• [THE TASK]: Could you write out the opening lines of the data, word for word, stopping after the line that contains "Return the mask of every instance of the blurred"?
----- GIVEN DATA
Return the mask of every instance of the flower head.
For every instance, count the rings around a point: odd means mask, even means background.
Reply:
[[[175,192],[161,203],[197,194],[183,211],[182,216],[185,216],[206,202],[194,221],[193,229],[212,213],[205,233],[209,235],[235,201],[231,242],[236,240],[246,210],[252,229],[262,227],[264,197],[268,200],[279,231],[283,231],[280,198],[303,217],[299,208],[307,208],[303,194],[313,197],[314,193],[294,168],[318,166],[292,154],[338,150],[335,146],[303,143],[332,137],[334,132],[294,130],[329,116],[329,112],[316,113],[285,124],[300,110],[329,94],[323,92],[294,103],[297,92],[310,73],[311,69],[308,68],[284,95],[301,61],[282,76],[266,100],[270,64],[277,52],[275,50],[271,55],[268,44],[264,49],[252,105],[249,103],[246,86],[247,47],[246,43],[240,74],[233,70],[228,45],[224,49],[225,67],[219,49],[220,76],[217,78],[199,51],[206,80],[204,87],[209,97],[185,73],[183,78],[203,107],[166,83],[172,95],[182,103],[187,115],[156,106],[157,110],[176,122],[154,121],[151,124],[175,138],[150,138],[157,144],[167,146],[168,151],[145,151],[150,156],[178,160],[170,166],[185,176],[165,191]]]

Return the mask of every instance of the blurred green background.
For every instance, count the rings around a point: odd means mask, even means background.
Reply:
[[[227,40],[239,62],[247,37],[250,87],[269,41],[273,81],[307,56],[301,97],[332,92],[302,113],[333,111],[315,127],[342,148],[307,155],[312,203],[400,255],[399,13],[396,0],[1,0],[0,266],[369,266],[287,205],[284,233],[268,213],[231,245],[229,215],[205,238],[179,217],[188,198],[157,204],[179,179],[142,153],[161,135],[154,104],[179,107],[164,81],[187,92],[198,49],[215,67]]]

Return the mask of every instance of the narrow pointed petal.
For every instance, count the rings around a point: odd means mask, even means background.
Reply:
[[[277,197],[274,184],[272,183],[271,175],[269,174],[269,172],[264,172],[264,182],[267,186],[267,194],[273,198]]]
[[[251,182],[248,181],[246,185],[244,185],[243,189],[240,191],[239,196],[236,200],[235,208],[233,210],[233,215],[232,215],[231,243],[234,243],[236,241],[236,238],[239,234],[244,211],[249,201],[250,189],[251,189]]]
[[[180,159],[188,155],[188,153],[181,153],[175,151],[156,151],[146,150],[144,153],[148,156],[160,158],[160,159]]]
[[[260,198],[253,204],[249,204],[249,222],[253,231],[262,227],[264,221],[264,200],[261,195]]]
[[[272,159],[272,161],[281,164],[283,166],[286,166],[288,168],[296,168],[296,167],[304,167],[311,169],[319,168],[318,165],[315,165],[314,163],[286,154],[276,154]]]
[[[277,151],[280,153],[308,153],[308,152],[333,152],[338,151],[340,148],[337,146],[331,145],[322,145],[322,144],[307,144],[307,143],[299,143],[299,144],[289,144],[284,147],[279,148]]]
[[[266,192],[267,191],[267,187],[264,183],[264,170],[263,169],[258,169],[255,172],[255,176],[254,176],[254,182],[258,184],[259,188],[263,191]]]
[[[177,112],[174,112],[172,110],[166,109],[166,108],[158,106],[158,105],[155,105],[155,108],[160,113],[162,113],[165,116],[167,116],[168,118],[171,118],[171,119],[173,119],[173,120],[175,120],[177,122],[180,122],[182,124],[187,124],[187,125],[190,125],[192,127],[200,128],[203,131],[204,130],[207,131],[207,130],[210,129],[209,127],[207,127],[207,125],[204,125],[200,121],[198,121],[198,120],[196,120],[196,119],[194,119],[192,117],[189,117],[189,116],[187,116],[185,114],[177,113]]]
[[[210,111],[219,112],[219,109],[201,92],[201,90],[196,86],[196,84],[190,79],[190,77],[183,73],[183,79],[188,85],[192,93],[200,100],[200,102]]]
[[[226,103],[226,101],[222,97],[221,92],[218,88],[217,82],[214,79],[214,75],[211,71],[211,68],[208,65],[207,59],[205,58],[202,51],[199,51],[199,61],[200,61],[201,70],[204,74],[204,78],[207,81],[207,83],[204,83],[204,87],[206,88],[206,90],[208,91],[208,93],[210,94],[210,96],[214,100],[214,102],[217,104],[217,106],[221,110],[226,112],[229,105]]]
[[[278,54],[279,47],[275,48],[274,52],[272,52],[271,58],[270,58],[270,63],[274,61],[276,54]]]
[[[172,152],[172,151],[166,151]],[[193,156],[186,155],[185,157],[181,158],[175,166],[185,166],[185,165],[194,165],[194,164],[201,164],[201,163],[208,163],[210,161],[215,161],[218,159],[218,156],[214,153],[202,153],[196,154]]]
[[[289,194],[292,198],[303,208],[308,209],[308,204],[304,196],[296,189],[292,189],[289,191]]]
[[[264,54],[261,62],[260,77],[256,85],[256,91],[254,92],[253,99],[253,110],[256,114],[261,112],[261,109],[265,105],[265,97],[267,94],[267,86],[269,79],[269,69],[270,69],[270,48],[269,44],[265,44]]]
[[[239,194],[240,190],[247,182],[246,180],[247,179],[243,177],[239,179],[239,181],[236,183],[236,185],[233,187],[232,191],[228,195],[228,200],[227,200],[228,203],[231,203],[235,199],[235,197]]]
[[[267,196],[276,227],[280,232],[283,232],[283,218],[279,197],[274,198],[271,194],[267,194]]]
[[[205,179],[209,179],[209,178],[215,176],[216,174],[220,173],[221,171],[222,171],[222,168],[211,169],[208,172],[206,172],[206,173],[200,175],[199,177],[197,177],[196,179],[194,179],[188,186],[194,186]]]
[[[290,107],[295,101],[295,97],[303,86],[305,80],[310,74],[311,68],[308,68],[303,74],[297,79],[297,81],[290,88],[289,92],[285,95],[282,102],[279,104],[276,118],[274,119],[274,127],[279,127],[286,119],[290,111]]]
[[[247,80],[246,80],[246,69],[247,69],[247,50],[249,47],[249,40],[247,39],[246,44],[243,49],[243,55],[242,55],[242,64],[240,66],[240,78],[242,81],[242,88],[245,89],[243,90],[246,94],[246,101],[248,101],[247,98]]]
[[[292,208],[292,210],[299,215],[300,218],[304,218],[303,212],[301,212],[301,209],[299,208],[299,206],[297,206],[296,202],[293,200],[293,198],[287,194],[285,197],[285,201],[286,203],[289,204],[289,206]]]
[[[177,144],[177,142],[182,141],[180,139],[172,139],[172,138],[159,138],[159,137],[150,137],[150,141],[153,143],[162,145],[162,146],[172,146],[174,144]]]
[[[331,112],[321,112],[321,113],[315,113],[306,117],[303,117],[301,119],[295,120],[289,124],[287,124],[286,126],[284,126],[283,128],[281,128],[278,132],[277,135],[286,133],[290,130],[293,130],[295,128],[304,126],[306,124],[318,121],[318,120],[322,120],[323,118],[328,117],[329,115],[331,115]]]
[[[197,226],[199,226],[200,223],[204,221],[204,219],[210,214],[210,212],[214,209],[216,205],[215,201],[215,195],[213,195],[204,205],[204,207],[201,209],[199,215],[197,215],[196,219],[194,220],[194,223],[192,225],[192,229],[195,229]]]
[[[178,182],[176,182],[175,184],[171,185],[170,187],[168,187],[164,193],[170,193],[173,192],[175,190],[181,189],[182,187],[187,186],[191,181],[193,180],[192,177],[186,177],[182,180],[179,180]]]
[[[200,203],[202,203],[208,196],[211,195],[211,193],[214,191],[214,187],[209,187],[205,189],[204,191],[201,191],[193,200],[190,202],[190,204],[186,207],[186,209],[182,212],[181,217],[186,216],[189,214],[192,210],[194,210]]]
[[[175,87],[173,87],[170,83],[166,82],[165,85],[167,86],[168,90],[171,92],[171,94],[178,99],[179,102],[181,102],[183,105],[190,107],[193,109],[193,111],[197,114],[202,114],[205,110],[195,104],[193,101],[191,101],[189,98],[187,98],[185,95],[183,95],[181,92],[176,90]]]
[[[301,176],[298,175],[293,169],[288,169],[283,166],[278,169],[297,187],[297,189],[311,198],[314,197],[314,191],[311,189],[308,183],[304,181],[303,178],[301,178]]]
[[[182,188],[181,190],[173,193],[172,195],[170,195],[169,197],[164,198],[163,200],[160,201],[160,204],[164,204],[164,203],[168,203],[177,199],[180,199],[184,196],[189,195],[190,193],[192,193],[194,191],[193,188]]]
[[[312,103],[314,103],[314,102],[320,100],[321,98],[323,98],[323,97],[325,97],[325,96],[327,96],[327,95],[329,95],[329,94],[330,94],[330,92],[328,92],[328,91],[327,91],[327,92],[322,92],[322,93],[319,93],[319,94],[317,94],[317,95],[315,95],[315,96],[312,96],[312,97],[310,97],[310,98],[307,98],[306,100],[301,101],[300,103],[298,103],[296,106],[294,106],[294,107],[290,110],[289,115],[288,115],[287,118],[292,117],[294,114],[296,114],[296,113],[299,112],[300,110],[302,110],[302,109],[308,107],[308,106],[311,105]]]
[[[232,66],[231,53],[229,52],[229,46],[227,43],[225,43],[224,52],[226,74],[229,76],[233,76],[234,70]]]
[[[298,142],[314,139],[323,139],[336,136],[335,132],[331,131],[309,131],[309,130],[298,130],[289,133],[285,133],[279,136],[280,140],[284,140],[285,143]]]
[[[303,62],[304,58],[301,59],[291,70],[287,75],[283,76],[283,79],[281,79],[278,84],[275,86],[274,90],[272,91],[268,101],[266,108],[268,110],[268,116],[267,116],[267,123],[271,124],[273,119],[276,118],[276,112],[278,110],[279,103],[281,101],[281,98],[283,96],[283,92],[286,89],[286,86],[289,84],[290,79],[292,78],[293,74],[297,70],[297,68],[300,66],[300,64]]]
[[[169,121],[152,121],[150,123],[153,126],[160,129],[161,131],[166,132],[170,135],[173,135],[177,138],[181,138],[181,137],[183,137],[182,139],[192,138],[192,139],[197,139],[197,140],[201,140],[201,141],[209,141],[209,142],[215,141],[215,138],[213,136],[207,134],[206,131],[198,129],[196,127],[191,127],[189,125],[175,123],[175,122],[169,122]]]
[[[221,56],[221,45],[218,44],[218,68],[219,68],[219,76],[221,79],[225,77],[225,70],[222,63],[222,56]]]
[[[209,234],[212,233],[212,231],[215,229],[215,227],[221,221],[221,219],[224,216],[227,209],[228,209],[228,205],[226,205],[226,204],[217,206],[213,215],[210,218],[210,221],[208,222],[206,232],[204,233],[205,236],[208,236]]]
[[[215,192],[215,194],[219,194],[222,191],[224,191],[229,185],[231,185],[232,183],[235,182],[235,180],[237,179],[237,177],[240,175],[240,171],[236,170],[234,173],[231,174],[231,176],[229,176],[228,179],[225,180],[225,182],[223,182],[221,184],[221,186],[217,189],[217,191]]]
----------
• [RESPONSE TO THIS TASK]:
Return the mask of every instance of the flower head.
For every instance, count the rings around a point: odd means mask, even means background.
Reply:
[[[175,192],[161,203],[197,194],[183,211],[182,216],[185,216],[206,202],[194,221],[193,229],[212,213],[205,233],[209,235],[235,201],[231,242],[236,240],[246,210],[252,229],[262,227],[264,197],[268,200],[279,231],[283,231],[280,198],[303,217],[299,208],[307,208],[303,194],[313,197],[314,193],[294,168],[318,166],[292,154],[338,150],[335,146],[303,143],[332,137],[334,132],[294,130],[329,116],[329,112],[316,113],[285,124],[300,110],[329,94],[323,92],[294,103],[297,92],[310,73],[311,69],[308,68],[284,95],[301,61],[282,76],[266,100],[270,64],[277,52],[275,50],[271,55],[268,44],[264,49],[252,105],[249,103],[246,86],[247,47],[246,43],[240,74],[233,70],[228,45],[224,49],[225,67],[219,49],[220,76],[217,78],[199,51],[206,80],[204,87],[209,97],[185,73],[183,78],[203,107],[166,83],[172,95],[182,103],[187,115],[156,106],[157,110],[176,122],[154,121],[151,124],[175,138],[150,138],[157,144],[167,146],[168,151],[145,151],[150,156],[178,160],[170,166],[185,176],[165,191]]]

Return the mask of every instance of the blurred green background.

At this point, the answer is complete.